**WHAT IS EXPECTED:** Gather every line in the records below that contains the word "sandy", and copy each such line in full.

^^^^

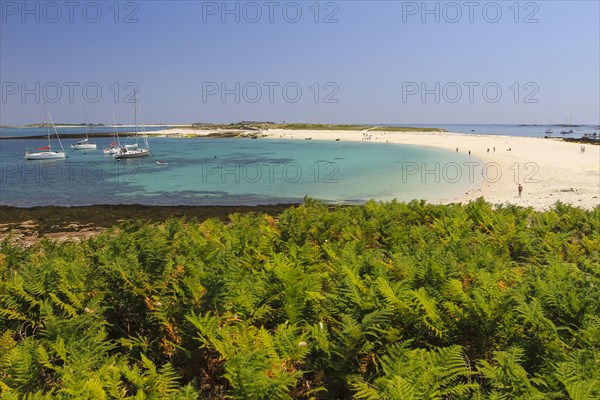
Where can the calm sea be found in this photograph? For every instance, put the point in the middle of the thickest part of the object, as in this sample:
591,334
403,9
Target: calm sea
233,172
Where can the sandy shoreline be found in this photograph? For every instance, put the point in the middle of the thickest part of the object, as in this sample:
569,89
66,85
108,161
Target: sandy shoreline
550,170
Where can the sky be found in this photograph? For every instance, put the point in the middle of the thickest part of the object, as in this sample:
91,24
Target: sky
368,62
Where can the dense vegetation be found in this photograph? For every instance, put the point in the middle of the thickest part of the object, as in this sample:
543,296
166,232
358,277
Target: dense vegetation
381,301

^^^^

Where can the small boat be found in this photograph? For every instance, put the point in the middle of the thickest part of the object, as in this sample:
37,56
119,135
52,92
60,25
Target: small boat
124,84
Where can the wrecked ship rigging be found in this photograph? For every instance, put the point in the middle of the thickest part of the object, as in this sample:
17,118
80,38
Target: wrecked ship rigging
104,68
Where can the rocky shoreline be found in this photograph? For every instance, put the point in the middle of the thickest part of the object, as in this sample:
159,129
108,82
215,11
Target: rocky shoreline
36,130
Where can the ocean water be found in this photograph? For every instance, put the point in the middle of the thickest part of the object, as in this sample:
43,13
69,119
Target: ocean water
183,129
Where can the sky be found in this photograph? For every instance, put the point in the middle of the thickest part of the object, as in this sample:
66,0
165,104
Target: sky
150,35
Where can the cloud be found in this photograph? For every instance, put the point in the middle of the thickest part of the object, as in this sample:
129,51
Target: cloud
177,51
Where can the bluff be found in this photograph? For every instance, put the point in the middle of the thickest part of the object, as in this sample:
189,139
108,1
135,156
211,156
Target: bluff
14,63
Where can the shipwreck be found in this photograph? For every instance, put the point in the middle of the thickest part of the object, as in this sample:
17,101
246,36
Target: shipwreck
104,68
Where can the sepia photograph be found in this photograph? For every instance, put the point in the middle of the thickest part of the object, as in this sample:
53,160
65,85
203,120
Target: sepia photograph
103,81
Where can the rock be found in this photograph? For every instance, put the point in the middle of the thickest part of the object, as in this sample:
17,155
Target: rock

^^^^

**FINISHED TASK:**
Where can the sandy shoreline be found in this photograph? For every instance, put the point in the middle of the thickest part of the object, as in this sample:
Target: sandy shoreline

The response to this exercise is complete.